TÜRKİYE CUMHURİYETİ

ANAYASA MAHKEMESİ

 

 

İKİNCİ BÖLÜM

 

KARAR

 

DURMUŞ ALİ SARIKAYA BAŞVURUSU

(Başvuru Numarası: 2018/25775)

 

Karar Tarihi: 31/1/2023

İKİNCİ BÖLÜM

 

KARAR

 

 

Başkan

:

Kadir ÖZKAYA

Üyeler

:

Engin YILDIRIM

 

 

M. Emin KUZ

 

 

Rıdvan GÜLEÇ

 

 

Kenan YAŞAR

Raportör

:

Fatma Gülbin ÖZTÜRK

Başvurucu

:

Durmuş Ali SARIKAYA

Vekili

:

Av. Tahir SAYIN

 

I. BAŞVURUNUN KONUSU

1. Başvuru; kanuna aykırı olarak aleyhe nispi vekâlet ücretine hükmedilmesi nedeniyle mahkemeye erişim hakkının, bilirkişi raporuna itirazlar giderilmeden yargılamanın neticelendirilmesi nedeniyle silahların eşitliği ve çelişmeli yargılama ilkelerinin, yargılamanın uzun sürmesi sebebi ile makul sürede yargılanma hakkının ihlal edildiği iddialarına ilişkindir.

II. BAŞVURU SÜRECİ

2. Başvuru 15/8/2018 tarihinde yapılmıştır.

## Yapılacak Görevler
1. Karar metninde "1. Başvuru; kanuna" sözlerinden başlayıp "edildiği iddialarına ilişkindir." sözleri de dahil olmak üzere o bölümü harfi harfine yazın.
2. Karar metnine göre başvuru hangi tarihte yapılmıştır?
3. Karar metninde "Üyeler" başlığı altında adı geçen kişilerin tamamını listeleyin.

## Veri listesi
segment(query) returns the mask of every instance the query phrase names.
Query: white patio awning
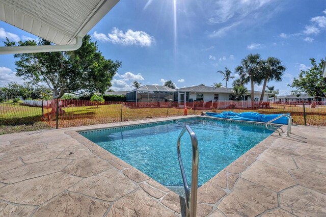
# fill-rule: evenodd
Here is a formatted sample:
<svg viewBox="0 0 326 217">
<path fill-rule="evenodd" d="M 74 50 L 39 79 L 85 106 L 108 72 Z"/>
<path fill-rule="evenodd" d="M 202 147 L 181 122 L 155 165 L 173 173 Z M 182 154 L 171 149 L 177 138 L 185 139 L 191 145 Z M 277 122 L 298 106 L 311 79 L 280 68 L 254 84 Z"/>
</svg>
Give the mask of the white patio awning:
<svg viewBox="0 0 326 217">
<path fill-rule="evenodd" d="M 56 44 L 74 45 L 119 1 L 0 0 L 0 20 Z"/>
</svg>

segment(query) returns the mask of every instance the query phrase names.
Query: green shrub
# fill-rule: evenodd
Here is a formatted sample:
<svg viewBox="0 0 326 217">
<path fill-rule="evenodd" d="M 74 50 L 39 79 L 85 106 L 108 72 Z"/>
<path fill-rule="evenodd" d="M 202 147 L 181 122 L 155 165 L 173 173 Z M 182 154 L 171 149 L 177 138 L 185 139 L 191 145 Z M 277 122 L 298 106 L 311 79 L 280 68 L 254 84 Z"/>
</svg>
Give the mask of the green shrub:
<svg viewBox="0 0 326 217">
<path fill-rule="evenodd" d="M 13 99 L 13 102 L 18 102 L 20 100 L 20 99 L 19 98 L 16 97 Z"/>
<path fill-rule="evenodd" d="M 102 95 L 103 98 L 106 102 L 125 102 L 126 96 L 123 95 Z M 89 94 L 85 94 L 79 96 L 78 99 L 80 100 L 90 100 L 91 99 L 91 95 Z"/>
<path fill-rule="evenodd" d="M 78 99 L 78 97 L 75 95 L 66 93 L 62 96 L 61 99 Z"/>
<path fill-rule="evenodd" d="M 93 95 L 92 96 L 92 97 L 91 97 L 91 102 L 95 102 L 97 107 L 98 107 L 98 104 L 102 103 L 104 101 L 103 97 L 98 95 Z"/>
</svg>

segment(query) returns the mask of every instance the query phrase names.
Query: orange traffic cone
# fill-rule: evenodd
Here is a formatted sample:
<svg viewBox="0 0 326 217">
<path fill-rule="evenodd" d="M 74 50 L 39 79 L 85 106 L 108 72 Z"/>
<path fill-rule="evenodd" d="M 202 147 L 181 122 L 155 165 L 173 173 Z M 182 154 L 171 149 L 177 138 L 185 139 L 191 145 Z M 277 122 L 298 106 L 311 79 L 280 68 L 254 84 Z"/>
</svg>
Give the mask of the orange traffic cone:
<svg viewBox="0 0 326 217">
<path fill-rule="evenodd" d="M 184 103 L 184 113 L 183 115 L 188 115 L 188 110 L 187 110 L 187 104 Z"/>
</svg>

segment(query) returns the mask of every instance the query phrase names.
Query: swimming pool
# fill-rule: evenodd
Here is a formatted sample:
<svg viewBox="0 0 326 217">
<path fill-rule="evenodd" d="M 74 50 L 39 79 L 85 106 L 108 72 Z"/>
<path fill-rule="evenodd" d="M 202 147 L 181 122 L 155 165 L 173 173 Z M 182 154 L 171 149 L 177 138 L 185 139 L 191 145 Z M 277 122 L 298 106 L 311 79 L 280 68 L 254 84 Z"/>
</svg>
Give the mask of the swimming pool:
<svg viewBox="0 0 326 217">
<path fill-rule="evenodd" d="M 199 186 L 273 132 L 263 125 L 198 117 L 80 133 L 162 185 L 174 189 L 183 186 L 177 141 L 186 124 L 198 140 Z M 181 144 L 181 157 L 190 182 L 190 137 L 185 134 Z"/>
</svg>

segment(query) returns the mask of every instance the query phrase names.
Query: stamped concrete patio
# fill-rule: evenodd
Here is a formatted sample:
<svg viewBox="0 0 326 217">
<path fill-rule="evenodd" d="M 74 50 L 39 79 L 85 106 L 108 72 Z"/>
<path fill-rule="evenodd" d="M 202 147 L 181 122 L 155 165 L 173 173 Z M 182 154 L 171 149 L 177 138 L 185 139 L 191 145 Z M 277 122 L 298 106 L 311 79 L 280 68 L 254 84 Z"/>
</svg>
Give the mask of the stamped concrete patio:
<svg viewBox="0 0 326 217">
<path fill-rule="evenodd" d="M 148 122 L 0 135 L 0 216 L 181 215 L 182 198 L 76 132 Z M 326 128 L 292 132 L 201 186 L 197 216 L 325 216 Z"/>
</svg>

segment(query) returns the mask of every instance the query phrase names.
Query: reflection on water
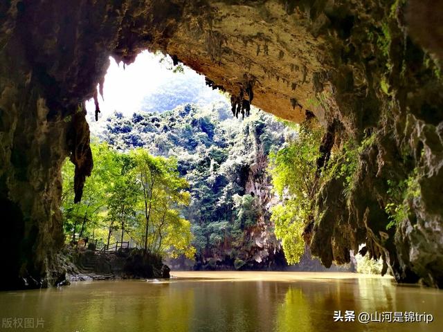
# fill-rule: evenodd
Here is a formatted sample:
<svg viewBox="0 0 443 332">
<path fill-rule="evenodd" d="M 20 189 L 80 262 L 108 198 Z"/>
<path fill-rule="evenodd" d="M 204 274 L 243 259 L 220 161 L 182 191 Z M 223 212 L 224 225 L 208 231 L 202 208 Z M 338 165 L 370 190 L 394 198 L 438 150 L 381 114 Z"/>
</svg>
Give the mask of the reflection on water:
<svg viewBox="0 0 443 332">
<path fill-rule="evenodd" d="M 307 279 L 294 275 L 290 281 L 279 282 L 261 275 L 237 280 L 83 282 L 3 292 L 0 324 L 8 317 L 42 317 L 44 328 L 39 331 L 57 332 L 442 331 L 441 290 L 397 286 L 389 279 Z M 287 275 L 282 274 L 280 279 Z M 434 322 L 334 322 L 334 311 L 338 310 L 426 312 Z"/>
</svg>

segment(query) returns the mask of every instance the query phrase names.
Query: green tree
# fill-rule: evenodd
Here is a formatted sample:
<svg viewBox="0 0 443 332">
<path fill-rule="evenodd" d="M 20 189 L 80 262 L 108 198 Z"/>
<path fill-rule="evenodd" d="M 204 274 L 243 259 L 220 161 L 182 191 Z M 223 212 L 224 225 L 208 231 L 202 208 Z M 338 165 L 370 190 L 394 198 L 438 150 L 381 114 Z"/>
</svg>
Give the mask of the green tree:
<svg viewBox="0 0 443 332">
<path fill-rule="evenodd" d="M 62 210 L 64 216 L 64 229 L 71 234 L 71 241 L 75 241 L 78 237 L 90 235 L 89 228 L 97 225 L 101 219 L 100 213 L 106 209 L 107 201 L 112 181 L 117 175 L 114 163 L 114 152 L 107 143 L 91 144 L 94 158 L 94 170 L 87 178 L 83 190 L 82 201 L 74 203 L 74 165 L 68 160 L 62 169 L 63 178 L 63 194 Z"/>
<path fill-rule="evenodd" d="M 134 150 L 131 156 L 143 211 L 145 250 L 192 256 L 190 223 L 181 217 L 180 210 L 189 204 L 188 184 L 180 177 L 177 160 L 152 156 L 143 149 Z"/>
<path fill-rule="evenodd" d="M 302 233 L 305 225 L 313 221 L 319 186 L 316 162 L 323 131 L 300 126 L 298 132 L 287 147 L 271 154 L 269 168 L 274 190 L 282 201 L 272 208 L 271 220 L 289 264 L 298 263 L 303 254 Z"/>
</svg>

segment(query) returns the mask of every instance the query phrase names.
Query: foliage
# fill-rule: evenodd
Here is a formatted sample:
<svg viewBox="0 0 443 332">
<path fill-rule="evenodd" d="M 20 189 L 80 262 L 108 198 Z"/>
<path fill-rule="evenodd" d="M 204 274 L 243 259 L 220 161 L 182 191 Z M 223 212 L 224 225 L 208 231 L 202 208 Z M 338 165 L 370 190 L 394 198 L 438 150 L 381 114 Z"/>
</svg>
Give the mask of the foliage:
<svg viewBox="0 0 443 332">
<path fill-rule="evenodd" d="M 409 201 L 419 197 L 421 194 L 417 176 L 418 170 L 415 168 L 406 179 L 398 182 L 388 180 L 389 202 L 385 205 L 385 211 L 390 221 L 386 225 L 386 230 L 408 218 Z"/>
<path fill-rule="evenodd" d="M 80 225 L 79 237 L 101 235 L 107 245 L 121 230 L 115 240 L 130 239 L 159 255 L 192 257 L 190 223 L 180 208 L 189 203 L 188 185 L 177 160 L 142 149 L 118 152 L 107 143 L 93 143 L 91 149 L 94 172 L 87 179 L 81 203 L 73 203 L 73 165 L 66 163 L 62 170 L 64 227 L 72 240 Z M 147 217 L 148 203 L 152 209 Z"/>
<path fill-rule="evenodd" d="M 322 133 L 320 129 L 301 126 L 295 140 L 270 156 L 272 184 L 283 200 L 272 208 L 271 219 L 289 264 L 298 262 L 303 254 L 302 232 L 313 219 L 318 187 L 316 162 Z"/>
<path fill-rule="evenodd" d="M 191 223 L 199 255 L 245 245 L 249 241 L 245 230 L 260 218 L 270 222 L 267 208 L 246 192 L 246 183 L 251 167 L 262 162 L 259 157 L 277 151 L 292 132 L 254 109 L 242 122 L 230 113 L 228 104 L 218 103 L 206 109 L 186 104 L 161 113 L 141 112 L 132 119 L 114 113 L 102 136 L 120 150 L 149 148 L 152 155 L 175 159 L 190 195 L 189 205 L 179 210 Z M 269 181 L 266 173 L 255 176 Z"/>
<path fill-rule="evenodd" d="M 370 259 L 368 255 L 361 256 L 360 254 L 355 255 L 357 262 L 357 273 L 367 275 L 379 275 L 383 268 L 383 259 Z"/>
</svg>

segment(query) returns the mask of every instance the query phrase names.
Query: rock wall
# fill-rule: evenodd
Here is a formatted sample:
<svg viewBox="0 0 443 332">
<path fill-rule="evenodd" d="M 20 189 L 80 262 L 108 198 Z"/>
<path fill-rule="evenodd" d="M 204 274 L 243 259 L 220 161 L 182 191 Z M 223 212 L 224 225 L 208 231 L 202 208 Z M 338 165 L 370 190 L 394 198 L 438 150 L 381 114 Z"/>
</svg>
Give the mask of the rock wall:
<svg viewBox="0 0 443 332">
<path fill-rule="evenodd" d="M 442 2 L 2 1 L 2 287 L 63 277 L 60 167 L 75 164 L 80 199 L 93 165 L 82 102 L 98 99 L 109 55 L 129 64 L 147 48 L 230 92 L 234 113 L 252 102 L 293 121 L 314 114 L 336 148 L 355 140 L 356 185 L 345 199 L 343 179 L 324 184 L 313 254 L 343 263 L 366 243 L 398 281 L 442 286 Z M 410 179 L 419 194 L 403 195 L 406 215 L 387 231 L 388 180 Z"/>
</svg>

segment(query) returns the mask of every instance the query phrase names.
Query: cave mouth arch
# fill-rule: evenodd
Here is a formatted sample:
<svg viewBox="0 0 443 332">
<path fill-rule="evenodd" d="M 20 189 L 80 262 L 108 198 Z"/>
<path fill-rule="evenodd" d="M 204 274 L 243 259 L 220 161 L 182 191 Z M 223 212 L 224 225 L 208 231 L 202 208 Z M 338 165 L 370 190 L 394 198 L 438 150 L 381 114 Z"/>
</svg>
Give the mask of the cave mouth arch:
<svg viewBox="0 0 443 332">
<path fill-rule="evenodd" d="M 186 104 L 227 104 L 230 98 L 218 89 L 208 86 L 204 75 L 183 64 L 174 64 L 169 55 L 147 50 L 138 53 L 128 66 L 110 57 L 103 85 L 97 86 L 97 92 L 100 111 L 98 121 L 94 99 L 86 101 L 91 132 L 96 122 L 102 122 L 113 112 L 126 116 L 138 111 L 162 113 Z"/>
<path fill-rule="evenodd" d="M 345 206 L 334 210 L 340 202 L 324 192 L 322 206 L 338 218 L 329 216 L 319 228 L 325 232 L 318 254 L 330 260 L 354 246 L 352 236 L 337 241 L 343 233 L 337 220 L 349 221 L 350 230 L 371 239 L 372 250 L 384 252 L 397 280 L 419 276 L 427 284 L 441 286 L 443 273 L 435 267 L 443 266 L 443 211 L 426 188 L 443 187 L 438 167 L 443 148 L 435 125 L 443 119 L 440 113 L 430 116 L 425 102 L 443 107 L 442 47 L 435 42 L 441 33 L 433 26 L 441 24 L 428 19 L 428 13 L 441 16 L 441 9 L 416 0 L 393 6 L 307 2 L 2 4 L 0 188 L 8 199 L 1 204 L 19 206 L 25 230 L 33 233 L 33 243 L 19 234 L 22 241 L 11 250 L 27 249 L 19 267 L 6 268 L 6 279 L 35 280 L 37 286 L 59 279 L 60 167 L 71 156 L 80 188 L 92 167 L 90 133 L 80 104 L 97 94 L 109 56 L 129 64 L 150 49 L 171 55 L 235 97 L 249 94 L 253 84 L 253 103 L 281 118 L 300 122 L 309 109 L 323 124 L 339 122 L 335 137 L 361 141 L 365 133 L 374 133 L 373 144 L 359 157 L 367 172 L 359 174 L 352 211 Z M 407 26 L 409 5 L 417 15 Z M 435 34 L 423 33 L 431 30 Z M 433 50 L 435 56 L 429 55 Z M 413 153 L 422 145 L 422 154 L 429 158 Z M 387 241 L 380 233 L 386 233 L 387 223 L 382 206 L 389 199 L 386 181 L 407 179 L 416 167 L 424 194 L 412 204 L 411 219 L 400 224 L 404 229 L 411 223 L 420 227 L 410 233 L 399 231 L 397 239 L 388 234 Z M 432 248 L 426 245 L 428 238 L 435 243 Z"/>
</svg>

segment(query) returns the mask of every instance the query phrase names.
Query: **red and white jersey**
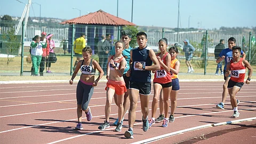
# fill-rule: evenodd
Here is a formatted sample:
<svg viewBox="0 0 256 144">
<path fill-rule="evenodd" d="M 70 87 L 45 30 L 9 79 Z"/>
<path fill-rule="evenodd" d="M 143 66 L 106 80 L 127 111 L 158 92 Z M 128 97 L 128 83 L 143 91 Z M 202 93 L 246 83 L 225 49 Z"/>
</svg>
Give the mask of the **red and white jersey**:
<svg viewBox="0 0 256 144">
<path fill-rule="evenodd" d="M 244 82 L 245 76 L 245 67 L 243 66 L 243 58 L 240 58 L 238 62 L 234 63 L 230 61 L 230 79 L 236 82 Z"/>
<path fill-rule="evenodd" d="M 158 56 L 160 53 L 158 53 L 157 56 Z M 161 59 L 161 60 L 165 65 L 166 65 L 166 61 L 165 57 L 168 53 L 166 52 L 165 54 Z M 153 79 L 153 82 L 159 84 L 166 84 L 172 82 L 172 78 L 170 71 L 166 71 L 164 68 L 161 66 L 159 70 L 157 70 L 155 72 L 155 76 Z"/>
</svg>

## Görevlere Göre Çözümler
1.
1. Başvuru; kanuna aykırı olarak aleyhe nispi vekâlet ücretine hükmedilmesi nedeniyle mahkemeye erişim hakkının, bilirkişi raporuna itirazlar giderilmeden yargılamanın neticelendirilmesi nedeniyle silahların eşitliği ve çelişmeli yargılama ilkelerinin, yargılamanın uzun sürmesi sebebi ile makul sürede yargılanma hakkının ihlal edildiği iddialarına ilişkindir.

2. Başvuru 15/8/2018 tarihinde yapılmıştır.

3. Engin YILDIRIM, M. Emin KUZ, Rıdvan GÜLEÇ, Kenan YAŞAR